## TEXT BLOCK
---+---
I started back at work from maternity leave this month. I now have many colleagues who I haven’t met before in person, and am unlikely to anytime soon. We share lunches across different cities and have work drinks (which I’m only slightly more likely to make virtually than in person with two tiny people who don’t seem to understand the delights of sleep).

January this year, when I was filling out forms about flexible working and asking to be based at home, feels like a different era. Within two months, that became standard for all my colleagues. Our office definitely won’t be open until autumn at the earliest, and probably much later. Some of my colleagues miss the shared experiences, others like me appreciate how much easier life is not to lose hours to commuting.
---+---
(Data records)
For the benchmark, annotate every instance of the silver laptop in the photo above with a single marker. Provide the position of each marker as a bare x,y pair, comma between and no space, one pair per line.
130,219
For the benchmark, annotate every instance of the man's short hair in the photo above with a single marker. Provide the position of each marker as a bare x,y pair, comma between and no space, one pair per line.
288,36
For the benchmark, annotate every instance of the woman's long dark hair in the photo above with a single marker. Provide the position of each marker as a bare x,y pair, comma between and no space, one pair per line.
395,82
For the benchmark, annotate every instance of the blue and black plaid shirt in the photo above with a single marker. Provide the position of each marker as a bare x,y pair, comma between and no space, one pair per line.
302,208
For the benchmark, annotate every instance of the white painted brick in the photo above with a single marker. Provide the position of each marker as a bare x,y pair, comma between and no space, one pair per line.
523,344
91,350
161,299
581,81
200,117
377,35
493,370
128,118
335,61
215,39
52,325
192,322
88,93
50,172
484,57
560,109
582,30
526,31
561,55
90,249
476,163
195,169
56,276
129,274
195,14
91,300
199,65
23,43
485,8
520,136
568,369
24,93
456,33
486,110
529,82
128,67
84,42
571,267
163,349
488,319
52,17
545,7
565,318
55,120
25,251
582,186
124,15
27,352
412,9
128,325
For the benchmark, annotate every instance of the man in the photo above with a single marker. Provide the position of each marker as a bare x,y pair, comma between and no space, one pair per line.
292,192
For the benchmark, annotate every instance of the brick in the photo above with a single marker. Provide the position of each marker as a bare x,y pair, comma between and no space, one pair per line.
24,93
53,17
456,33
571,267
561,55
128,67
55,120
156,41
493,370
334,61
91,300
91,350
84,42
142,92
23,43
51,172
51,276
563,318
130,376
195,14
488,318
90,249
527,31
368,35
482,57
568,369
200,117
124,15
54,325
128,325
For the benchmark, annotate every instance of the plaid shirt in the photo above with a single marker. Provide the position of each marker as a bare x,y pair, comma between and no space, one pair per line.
---+---
## OBJECTIVE
Write a continuation of the text about returning to remote work after maternity leave, picking up after its final sentence.

## WRITTEN REPLY
There are so many hard things about lockdown and it feels as if the difficulties are tailored to be uniquely painful to each person's situation, whether that be a single parent, someone living alone or a key worker. I can't even begin to imagine how hard it is to grieve for loved ones without being able to hug. I hope that one tiny silver lining we can take is a positive change to our work lives. We can't repeat the past, not exactly. And this extended time outside of the office has shown that it doesn’t impact on quality of work. So I’m hopeful that, just as after the war women chose to continue working, those of us who have desk jobs and find it more practical logging on from home, won’t be expected to stop. This would open up so many more roles to single parents who have childcare to juggle.

I’ve had the help of a child minder over the past few weeks – there’s no way I could have worked safely otherwise with my son Xavi putting crayons, pebbles, everything chokeable straight in his mouth. And although my children will go back to nursery in the months ahead (I’m not quite sure when, and the decision feels like a huge responsibility) it has been wonderful having someone come to the house and help me. Both my children are delighted to have another adult around, and Astrid gives her a toy to take home and play with every night. I get to play with them during lunch and breaks, and I feel incredibly lucky: it took two weeks of having some help to realise quite how overtired I was from solo mum lockdown. I wrote about my experience and that of single parents who are NHS workers, for HuffPost.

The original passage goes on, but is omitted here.